EXCERPTED TEXT
This is the Neo4j performance guide. It will attempt to guide you in how to use Neo4j to achieve maximum performance.
The first thing is to make sure the JVM is running well and not spending to much time in garbage collection. Monitoring heap usage on an application that uses Neo4j can be a bit confusing since Neo4j will increase the size of caches if there is available memory and decrease if the heap is getting full. The goal is to have a large enough heap so heavy/peak load will not result in so called GC trashing (performance can drop as much as two orders of magnitude when this happens).
Start the JVM with -server
flag and -Xmx<good sized heap>
(f.ex. -Xmx512M for 512Mb memory or -Xmx3G for 3Gb memory). Having too large heap
may also hurt performance so you may have to try some different heap sizes.
Make sure parallel/concurrent garbage collector is running (-XX:+UseConcMarkSweepGC
works well in most use-cases).
Finally make sure the OS has some memory to manage proper file system caches meaning if your server has 8GB of RAM don’t use all of that RAM for heap (unless you turned off memory mapped buffers) but leave a good size of it to the OS. For more information on this see Chapter 21, Configuration & Performance.
For Linux specific tweaks, see Section 21.8, “Linux Performance Guide”.
Neo4j manages its primitives (nodes, relationships and properties) different depending on how you use Neo4j. For example if you never get a property from a certain node or relationship that node or relationship will not have its properties loaded into memory. Another example is a node that you never request any relationships from, that node will then not load any of its relationships into memory.
Nodes and relationships are cached using LRU caches. If you (for some strange reason) only work with nodes the relationship cache will become smaller and smaller while the node cache is allowed to grow (if needed). Working with many relationships and few nodes results in bigger relationship cache and smaller node cache.
The Neo4j API specification does not say anything about order regarding relationships so invoking
Node.getRelationships()
may return the relationships in a different order than the previous invocation. This allows us to make even heavier optimizations returning the relationships that are most commonly traversed.
All in all Neo4j has been designed to be very adaptive depending on how it is used. The (unachievable) overall goal is to be able to handle any incoming operation without having to go down and work with the file/disk I/O layer.

GIVEN RECORDS
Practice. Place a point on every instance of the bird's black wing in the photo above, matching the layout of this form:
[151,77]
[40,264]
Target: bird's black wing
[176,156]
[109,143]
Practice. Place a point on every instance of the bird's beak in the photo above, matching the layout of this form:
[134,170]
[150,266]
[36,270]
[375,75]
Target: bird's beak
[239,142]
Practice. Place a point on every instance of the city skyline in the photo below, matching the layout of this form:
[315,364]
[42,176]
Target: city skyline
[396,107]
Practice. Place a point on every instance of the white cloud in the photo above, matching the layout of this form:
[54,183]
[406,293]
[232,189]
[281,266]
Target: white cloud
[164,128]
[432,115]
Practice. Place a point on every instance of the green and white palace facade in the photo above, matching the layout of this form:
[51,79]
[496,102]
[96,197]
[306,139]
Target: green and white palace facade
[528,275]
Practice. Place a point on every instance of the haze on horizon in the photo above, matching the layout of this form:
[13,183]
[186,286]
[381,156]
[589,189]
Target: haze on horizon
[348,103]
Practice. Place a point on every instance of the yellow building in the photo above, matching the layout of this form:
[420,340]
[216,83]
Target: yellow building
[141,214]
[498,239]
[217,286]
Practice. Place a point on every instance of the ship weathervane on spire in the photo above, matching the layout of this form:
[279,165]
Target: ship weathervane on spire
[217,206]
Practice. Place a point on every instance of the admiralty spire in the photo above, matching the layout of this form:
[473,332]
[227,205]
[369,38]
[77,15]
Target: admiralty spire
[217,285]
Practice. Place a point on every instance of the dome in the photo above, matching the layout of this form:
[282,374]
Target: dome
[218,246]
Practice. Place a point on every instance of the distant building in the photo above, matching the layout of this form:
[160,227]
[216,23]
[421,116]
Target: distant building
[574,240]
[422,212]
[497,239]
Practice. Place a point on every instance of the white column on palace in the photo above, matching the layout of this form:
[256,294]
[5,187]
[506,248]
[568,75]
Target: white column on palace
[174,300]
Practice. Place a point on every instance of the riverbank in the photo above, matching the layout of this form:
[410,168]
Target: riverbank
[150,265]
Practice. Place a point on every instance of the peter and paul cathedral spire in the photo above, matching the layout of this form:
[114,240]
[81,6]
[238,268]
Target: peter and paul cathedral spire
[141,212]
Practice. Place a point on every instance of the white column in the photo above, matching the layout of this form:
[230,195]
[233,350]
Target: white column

PROBLEM DESCRIPTION
According to the Neo4j performance guide, by how much can performance drop when GC trashing occurs? The data has no connection to the Neo4j performance guide.

EXERCISE RESULT
As much as two orders of magnitude.